Yeah, Godzilla's taking out the birds.
MARCUS PARKS
I don't know. Because again, you gotta go for the eyes.
HENRY ZEBROWSKI
I just think Godzilla-
ED LARSON
I don't think Godzilla needs eyes.
HENRY ZEBROWSKI
I don't think Godzilla... We shoot Godzilla literally with artillery weapons and he continues to live. I think Godzilla's gotta... Unfortunately there's no way, there's no mind Olympics we're gonna go that's gonna let the birds win Godzilla.
ED LARSON
Yeah.
MARCUS PARKS
Okay. Fine, all right. Godzilla takes it over 300 birds.
HENRY ZEBROWSKI
I think that that's where we start.
ED LARSON
Caw-caw!
HENRY ZEBROWSKI
I think that's where we start.
ED LARSON
Yeah. For sure.
HENRY ZEBROWSKI
Because there's a couple of these, we're gonna get into some of these that are longer, more drawn out fights.

◆ **EXTRACTED ENTRIES**:
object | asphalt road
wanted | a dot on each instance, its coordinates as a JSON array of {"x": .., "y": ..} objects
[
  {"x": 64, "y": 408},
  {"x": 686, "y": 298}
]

◆ **AIM 1**: Repeat the stretch of the Godzilla conversation from "Yeah, Godzilla's taking" through "birds win Godzilla.", switching "eyes" to "wings".
◆ **AIM 2**: In the Godzilla conversation, how many birds does Marcus Parks finally agree Godzilla beats?
◆ **AIM 3**: Extend the Godzilla conversation past its last line.

◆ **TASK OUTPUT 1**:
Yeah, Godzilla's taking out the birds.
MARCUS PARKS
I don't know. Because again, you gotta go for the wings.
HENRY ZEBROWSKI
I just think Godzilla-
ED LARSON
I don't think Godzilla needs wings.
HENRY ZEBROWSKI
I don't think Godzilla... We shoot Godzilla literally with artillery weapons and he continues to live. I think Godzilla's gotta... Unfortunately there's no way, there's no mind Olympics we're gonna go that's gonna let the birds win Godzilla.

◆ **TASK OUTPUT 2**: 300 birds.

◆ **TASK OUTPUT 3**:
MARCUS PARKS
Of course. So Xenu vs Anton. Who's winning that one?
HENRY ZEBROWSKI
I think it's gotta be Xenu.
MARCUS PARKS
I think it's Xenu too.
HENRY ZEBROWSKI
Because again, we're looking at massive firepower here. I think Anton Chigurh is totally fine against a bunch of little dolls. But I think once you're up against the guy that inspired LRH-
ED LARSON
Yeah.
HENRY ZEBROWSKI
And that destroyed billions of people with hydrogen bombs, he has his own volcano. I think it's just difficult. I think that if he was hired to fight, unfortunately I think if Anton Chigurh was hired to kill Xenu, Scientology would get involved in the litigation side and eventually Anton Chigurh would be so drained, his funds would be so drained, he wouldn't even be able to get to the fight.
ED LARSON
Yeah. Well he's got to get a spaceship.
MARCUS PARKS
Yeah.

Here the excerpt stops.